Dataset items:
+ + + +

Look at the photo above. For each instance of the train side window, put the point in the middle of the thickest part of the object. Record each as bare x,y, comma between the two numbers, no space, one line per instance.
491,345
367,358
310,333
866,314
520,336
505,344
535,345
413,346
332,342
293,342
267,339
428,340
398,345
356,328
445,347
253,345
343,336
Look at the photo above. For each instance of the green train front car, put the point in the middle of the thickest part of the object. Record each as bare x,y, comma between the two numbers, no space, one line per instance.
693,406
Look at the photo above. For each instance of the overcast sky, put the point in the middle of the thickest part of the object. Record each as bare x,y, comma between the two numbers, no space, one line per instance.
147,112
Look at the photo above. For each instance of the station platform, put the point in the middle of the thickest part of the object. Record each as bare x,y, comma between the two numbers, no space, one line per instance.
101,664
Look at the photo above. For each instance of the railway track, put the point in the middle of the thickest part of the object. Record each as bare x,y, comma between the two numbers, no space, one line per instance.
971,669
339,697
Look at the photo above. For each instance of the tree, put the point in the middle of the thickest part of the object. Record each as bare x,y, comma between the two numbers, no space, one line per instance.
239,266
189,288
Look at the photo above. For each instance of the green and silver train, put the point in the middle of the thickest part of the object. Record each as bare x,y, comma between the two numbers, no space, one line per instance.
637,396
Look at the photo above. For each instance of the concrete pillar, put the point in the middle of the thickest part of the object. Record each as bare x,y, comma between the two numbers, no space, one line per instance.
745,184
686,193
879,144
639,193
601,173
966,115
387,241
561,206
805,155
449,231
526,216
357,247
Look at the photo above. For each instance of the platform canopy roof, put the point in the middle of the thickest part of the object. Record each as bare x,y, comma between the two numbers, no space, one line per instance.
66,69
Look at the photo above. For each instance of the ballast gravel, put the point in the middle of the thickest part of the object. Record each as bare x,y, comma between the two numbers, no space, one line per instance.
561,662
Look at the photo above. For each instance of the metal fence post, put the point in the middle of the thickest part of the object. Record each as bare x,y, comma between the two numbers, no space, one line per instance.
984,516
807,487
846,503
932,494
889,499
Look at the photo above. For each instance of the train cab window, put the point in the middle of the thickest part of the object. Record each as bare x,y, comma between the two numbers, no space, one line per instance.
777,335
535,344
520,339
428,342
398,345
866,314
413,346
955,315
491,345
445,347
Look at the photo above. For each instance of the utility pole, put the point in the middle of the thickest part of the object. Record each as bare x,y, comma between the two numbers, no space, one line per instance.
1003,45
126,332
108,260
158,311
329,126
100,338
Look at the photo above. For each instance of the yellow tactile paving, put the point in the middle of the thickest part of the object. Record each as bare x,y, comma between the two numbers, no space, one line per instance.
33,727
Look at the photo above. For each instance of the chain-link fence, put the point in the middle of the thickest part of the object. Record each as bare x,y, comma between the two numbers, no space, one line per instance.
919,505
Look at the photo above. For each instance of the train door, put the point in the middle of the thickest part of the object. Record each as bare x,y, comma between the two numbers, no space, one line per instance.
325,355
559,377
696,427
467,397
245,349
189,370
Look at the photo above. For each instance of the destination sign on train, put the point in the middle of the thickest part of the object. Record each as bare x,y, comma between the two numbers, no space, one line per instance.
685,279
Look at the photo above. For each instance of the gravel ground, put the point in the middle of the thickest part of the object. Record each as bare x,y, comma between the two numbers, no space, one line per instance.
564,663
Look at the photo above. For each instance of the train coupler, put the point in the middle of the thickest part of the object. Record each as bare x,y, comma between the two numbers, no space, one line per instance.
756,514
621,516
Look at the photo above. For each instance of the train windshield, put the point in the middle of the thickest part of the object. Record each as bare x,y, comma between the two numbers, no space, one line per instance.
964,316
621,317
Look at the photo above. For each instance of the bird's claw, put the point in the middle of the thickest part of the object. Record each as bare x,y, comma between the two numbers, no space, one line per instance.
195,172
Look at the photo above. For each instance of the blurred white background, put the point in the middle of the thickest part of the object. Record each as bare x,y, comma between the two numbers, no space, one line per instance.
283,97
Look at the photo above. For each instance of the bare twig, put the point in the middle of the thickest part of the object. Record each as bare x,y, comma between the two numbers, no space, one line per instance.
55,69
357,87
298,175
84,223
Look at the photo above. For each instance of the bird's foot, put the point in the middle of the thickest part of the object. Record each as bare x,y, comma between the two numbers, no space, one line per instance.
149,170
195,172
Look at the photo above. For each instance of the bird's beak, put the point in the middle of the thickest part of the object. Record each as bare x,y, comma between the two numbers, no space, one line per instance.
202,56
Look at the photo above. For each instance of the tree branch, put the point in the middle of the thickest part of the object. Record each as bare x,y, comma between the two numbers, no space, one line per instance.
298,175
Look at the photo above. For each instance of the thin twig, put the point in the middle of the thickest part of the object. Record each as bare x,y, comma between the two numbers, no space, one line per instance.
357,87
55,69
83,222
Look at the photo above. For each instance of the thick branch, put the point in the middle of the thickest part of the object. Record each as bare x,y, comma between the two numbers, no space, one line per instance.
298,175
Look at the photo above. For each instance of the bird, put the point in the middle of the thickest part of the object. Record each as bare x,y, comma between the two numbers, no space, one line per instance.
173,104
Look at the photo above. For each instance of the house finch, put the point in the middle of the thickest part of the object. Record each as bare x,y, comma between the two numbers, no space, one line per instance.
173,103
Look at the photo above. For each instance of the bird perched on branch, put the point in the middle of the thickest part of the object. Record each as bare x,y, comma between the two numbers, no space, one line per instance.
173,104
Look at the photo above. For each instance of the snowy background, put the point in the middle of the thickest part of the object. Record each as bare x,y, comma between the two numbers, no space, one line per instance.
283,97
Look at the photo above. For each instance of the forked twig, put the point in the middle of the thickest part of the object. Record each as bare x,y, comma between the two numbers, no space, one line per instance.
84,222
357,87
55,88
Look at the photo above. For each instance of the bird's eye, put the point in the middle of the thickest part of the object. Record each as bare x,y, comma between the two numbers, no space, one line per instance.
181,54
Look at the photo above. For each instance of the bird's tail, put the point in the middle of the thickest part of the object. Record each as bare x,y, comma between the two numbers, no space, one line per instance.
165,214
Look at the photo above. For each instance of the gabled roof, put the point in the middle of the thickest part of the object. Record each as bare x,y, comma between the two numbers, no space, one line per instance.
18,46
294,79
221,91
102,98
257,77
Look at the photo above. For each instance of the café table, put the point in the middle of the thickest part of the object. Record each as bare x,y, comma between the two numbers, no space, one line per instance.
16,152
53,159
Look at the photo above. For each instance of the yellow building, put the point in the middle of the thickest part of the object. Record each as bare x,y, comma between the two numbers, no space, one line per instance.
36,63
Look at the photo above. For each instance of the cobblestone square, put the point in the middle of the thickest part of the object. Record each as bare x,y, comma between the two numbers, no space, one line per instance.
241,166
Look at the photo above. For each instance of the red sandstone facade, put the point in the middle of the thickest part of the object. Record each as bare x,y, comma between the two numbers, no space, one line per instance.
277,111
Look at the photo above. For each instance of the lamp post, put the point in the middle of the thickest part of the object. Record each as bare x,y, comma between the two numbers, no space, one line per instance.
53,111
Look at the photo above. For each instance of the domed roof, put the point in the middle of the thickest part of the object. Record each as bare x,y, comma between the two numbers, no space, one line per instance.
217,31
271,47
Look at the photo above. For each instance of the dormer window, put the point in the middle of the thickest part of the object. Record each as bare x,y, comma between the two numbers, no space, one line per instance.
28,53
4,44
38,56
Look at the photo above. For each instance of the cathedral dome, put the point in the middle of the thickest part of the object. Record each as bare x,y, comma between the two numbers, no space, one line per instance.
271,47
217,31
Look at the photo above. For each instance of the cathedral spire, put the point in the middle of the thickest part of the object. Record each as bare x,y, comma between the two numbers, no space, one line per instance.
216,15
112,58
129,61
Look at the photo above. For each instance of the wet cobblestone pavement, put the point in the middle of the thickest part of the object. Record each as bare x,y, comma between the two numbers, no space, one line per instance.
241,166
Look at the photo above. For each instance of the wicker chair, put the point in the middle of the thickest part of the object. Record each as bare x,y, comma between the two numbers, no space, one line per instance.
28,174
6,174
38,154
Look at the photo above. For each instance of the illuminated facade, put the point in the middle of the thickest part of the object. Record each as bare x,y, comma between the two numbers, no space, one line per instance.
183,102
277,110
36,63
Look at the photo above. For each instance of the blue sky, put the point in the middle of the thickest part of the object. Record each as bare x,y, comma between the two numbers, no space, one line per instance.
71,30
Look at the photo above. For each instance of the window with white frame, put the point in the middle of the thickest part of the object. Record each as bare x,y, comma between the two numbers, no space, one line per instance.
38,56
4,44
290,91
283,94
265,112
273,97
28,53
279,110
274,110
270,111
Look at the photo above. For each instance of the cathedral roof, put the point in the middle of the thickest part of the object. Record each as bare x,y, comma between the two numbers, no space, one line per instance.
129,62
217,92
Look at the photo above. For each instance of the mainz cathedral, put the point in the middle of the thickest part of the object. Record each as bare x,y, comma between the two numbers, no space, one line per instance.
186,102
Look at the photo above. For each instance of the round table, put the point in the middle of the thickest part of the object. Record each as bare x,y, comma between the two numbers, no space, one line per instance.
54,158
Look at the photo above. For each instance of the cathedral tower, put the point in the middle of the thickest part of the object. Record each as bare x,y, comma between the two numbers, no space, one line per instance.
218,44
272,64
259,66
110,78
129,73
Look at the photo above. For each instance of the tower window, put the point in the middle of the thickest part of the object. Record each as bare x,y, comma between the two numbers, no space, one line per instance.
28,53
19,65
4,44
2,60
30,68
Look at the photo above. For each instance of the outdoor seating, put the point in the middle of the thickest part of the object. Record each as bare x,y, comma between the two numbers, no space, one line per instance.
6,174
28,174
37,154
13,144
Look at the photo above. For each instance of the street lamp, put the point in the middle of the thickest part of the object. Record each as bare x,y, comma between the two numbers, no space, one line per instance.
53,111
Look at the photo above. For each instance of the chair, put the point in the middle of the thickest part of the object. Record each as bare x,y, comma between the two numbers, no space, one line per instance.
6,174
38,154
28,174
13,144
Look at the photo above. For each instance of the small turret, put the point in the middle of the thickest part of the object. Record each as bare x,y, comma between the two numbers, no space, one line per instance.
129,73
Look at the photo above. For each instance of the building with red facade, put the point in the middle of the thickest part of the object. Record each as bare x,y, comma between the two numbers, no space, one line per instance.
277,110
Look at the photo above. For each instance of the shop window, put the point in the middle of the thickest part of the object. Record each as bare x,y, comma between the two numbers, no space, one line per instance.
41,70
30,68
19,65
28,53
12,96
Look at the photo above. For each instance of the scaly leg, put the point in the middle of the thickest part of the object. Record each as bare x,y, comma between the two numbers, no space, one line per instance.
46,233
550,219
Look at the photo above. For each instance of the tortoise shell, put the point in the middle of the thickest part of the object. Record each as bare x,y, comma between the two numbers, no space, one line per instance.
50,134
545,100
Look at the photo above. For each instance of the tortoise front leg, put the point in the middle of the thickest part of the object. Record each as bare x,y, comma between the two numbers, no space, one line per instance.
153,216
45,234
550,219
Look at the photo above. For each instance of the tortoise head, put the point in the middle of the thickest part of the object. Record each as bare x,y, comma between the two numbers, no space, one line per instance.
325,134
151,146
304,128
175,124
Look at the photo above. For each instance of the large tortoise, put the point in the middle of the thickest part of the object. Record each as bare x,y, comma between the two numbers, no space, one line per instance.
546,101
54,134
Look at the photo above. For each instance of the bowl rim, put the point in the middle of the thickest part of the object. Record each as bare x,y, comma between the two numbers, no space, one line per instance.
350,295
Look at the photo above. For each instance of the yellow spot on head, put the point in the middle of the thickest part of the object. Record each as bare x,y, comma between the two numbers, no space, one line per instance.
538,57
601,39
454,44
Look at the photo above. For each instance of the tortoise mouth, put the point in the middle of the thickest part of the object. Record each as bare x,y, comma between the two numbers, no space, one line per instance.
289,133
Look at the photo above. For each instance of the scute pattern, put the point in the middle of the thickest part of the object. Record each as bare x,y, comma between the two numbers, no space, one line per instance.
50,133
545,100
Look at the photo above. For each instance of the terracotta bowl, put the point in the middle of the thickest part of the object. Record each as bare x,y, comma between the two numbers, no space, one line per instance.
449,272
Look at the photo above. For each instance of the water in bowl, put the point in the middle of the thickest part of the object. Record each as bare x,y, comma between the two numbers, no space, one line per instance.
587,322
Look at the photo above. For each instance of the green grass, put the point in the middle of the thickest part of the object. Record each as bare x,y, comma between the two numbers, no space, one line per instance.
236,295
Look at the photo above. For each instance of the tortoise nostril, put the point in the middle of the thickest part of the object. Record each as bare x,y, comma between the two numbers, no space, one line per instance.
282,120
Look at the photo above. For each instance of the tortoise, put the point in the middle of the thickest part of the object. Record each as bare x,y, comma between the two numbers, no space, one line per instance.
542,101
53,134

+ + + +

Reproduce, exactly and with nothing added, the lines from the one that includes "green grass, put" through the last line of the material.

_Result of the exercise_
Look at the photo above. For each instance of the green grass, put the point in the middle of the thickest part of the object. Record each as bare x,y, comma between the two numbers, no space, one line per instance.
236,295
Look at the photo above. For each instance of the tortoise nostril, put the point in the middle of the thickest part of the object. Record each as bare x,y, comma between the two numbers, no space, one line per instance.
282,120
Look at the photo above. For each instance of the tortoise, put the point in the middle of the thickest part of the object. Record each as bare x,y, comma between the two numbers, no space, one line per instance.
542,101
53,134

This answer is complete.